* **Lista de tareas**
**1.** Indica si cada afirmación coincide con el documento y responde sí o no, citando literalmente las palabras que lo deciden: (a) En el centro de Bogotá había parejas de policías cada 25 metros. (b) Las 20 estatuas de Botero del paseo de Medellín tenían rayados. (c) En Cartagena era peligroso transitar hasta altas horas de la noche.
**2.** Enumera todos los servicios que, según el documento, proveía la empresa Servicios Públicos de Medellín.

El primero y más obvio: la enorme fractura entre la gente educada y de gran nivel académico (no conocí gente adinerada, de modo que esa versión no la tengo), y ese otro país que, como una sombra indefinible, modelaba la conducta de todos con códigos que insinuaban un peligro latente e indefinible.

En castellano: observaba conductas que reflejaban el miedo y la precaución, inauditas y pavorosas, pero naturalizadas.

Ejemplos: parejas de policías cada 25 metros en el centro de Bogotá (cuatro o cinco parejas de policías por cuadra); a la mayor parte de los estacionamientos de supermercados se accedía a través de una caseta de control, en la que se entregaba un comprobante de ingreso que el conductor debía exhibir a la salida. Si lo extraviaba, debía identificarse y demostrar que el vehículo que conducía le pertenecía. La entrada a la Universidad Nacional de Medellín tenía casetas de guardia que controlaban a todos los que entraban y salían. Los estudiantes pasaban por un torniquete donde se identificaban y mostraban el contenido de bolsos y mochilas; ¡a la entrada y a la salida! Los profesores y quienes llegaban en vehículo, eran controlados y sus autos revisados, incluso con espejos por debajo del auto. Un profesor chileno, que iba conmigo, llevaba un notebook y debió mostrarlo para que el guardia anotara marca, modelo y número de serie, le entregó copia de la anotación, la que tuvo que mostrar a la salida. Esto, en circunstancias que nos llevaba una profesora de la Universidad que era conocida por el guardia.

Como esos, miles de ejemplos cotidianos, las luces rojas no se respetaban de noche porque detenerse en una esquina era peligroso, eran habituales los guardias con armas largas en los condominios y restaurantes, etc.

En paralelo, dentro de las universidades, habían cafeterías y librerías que funcionaban como en Europa. En Medellín, pude ver una de las ciudades más avanzadas de América; metro elevado construido por Siemens, teleférico para acceder a las partes altas de la ciudad, industria textil y automotriz, un paseo con 20 estatuas de Botero donadas a la ciudad, sin rayados ni vandalismo, circuitos turísticos sacados de Cien años de soledad que permitían constatar que García Márquez no era un gran fabulador, sino que un escritor costumbrista. La empresa Servicios Públicos de Medellín proveía de agua, gas, electricidad y comunicaciones, todo en una sola boleta, a precios que la competencia no podía mejorar y era un motor del desarrollo urbano y de la inteligencia de la ciudad. En ciudades como Cartagena, se podía transitar sin dificultades ni riesgos hasta altas horas de la noche. En Bogotá, estaba empezando el Transmilenium, que inspiró el Transantigo, pero bien hecho y resultaba asombrosamente inteligente y funcional.

* **Datos registrados**
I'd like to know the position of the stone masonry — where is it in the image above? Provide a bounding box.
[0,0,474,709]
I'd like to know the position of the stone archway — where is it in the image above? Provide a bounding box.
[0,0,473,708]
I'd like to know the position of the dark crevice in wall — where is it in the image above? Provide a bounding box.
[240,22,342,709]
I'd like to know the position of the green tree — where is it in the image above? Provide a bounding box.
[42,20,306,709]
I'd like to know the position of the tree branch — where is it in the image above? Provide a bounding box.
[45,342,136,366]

---

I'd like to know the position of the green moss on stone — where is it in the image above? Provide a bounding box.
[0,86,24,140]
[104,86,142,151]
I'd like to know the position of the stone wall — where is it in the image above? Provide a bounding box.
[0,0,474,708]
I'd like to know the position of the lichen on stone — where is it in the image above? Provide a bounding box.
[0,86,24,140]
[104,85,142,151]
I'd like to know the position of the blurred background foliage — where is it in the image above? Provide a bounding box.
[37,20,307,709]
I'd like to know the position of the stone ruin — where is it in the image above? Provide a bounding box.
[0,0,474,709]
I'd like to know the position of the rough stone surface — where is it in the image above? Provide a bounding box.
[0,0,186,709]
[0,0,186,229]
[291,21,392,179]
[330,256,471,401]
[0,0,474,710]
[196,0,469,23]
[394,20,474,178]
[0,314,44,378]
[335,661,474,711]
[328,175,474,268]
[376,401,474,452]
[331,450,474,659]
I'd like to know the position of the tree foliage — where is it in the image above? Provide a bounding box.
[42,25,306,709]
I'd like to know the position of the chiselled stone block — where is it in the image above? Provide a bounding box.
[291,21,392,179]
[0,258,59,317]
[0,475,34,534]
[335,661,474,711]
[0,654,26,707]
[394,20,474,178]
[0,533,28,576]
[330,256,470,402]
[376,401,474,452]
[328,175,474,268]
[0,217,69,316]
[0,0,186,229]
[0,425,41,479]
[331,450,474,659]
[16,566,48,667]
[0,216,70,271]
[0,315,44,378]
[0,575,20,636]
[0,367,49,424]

* * *

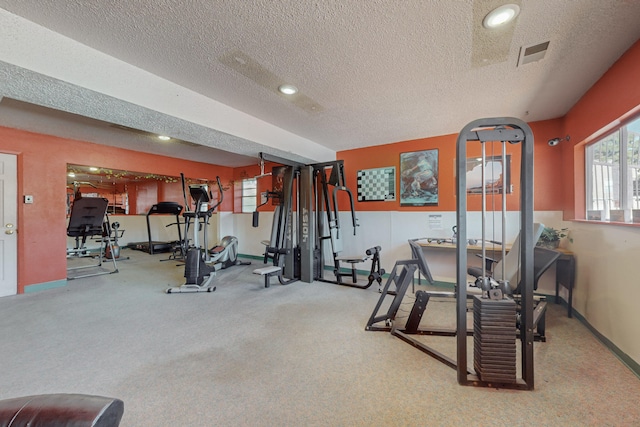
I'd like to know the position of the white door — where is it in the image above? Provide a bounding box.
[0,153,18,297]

* **Respuestas completas**
**1.**
(a) Sí: "parejas de policías cada 25 metros en el centro de Bogotá".
(b) No: "un paseo con 20 estatuas de Botero donadas a la ciudad, sin rayados ni vandalismo".
(c) No: "se podía transitar sin dificultades ni riesgos hasta altas horas de la noche".

**2.** Agua, gas, electricidad y comunicaciones.